**Your goal**.
Show each line of the material below that contains the word "cross", copied in full.
══════════════════════════════
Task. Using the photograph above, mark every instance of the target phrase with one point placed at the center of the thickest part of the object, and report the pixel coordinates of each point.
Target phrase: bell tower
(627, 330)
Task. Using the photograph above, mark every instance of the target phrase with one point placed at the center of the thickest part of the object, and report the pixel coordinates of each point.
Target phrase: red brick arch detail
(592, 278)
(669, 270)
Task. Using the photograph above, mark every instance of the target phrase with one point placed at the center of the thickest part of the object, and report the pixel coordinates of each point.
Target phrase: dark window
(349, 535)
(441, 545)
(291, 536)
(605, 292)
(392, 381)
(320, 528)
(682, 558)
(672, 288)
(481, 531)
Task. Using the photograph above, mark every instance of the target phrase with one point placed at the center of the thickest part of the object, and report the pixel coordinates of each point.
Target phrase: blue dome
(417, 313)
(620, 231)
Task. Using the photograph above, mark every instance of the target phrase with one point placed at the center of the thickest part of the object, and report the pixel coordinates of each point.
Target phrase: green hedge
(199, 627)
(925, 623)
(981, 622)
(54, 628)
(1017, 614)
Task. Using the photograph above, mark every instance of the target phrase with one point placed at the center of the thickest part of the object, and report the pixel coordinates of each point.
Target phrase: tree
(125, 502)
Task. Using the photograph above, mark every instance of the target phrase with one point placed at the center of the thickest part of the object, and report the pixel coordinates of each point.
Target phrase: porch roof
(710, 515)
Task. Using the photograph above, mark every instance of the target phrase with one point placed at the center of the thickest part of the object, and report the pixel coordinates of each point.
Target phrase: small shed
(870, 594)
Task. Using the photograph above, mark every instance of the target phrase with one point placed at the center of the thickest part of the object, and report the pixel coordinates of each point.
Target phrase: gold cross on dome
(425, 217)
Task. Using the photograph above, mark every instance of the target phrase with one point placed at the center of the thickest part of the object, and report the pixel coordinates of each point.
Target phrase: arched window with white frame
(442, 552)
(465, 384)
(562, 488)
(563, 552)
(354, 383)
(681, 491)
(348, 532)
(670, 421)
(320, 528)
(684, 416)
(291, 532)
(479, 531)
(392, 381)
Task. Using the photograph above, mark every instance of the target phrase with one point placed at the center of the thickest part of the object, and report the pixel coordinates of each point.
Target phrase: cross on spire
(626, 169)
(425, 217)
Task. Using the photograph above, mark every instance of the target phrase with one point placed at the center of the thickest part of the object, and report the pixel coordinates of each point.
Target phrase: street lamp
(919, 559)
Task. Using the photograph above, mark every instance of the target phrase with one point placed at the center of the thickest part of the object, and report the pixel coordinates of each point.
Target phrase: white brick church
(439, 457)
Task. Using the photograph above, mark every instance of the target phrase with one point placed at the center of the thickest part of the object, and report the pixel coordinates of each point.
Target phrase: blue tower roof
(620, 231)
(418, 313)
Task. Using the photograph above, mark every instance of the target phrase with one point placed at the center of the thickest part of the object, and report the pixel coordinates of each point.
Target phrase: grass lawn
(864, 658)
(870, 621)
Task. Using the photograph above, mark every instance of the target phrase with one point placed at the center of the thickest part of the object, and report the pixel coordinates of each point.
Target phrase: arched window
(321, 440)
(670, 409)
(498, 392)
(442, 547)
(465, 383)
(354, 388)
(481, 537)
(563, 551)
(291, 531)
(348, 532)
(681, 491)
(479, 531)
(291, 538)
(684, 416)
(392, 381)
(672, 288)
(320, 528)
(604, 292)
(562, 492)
══════════════════════════════
**Solution to this task**.
Target phrase: gold cross on dome
Target phrase: cross on spire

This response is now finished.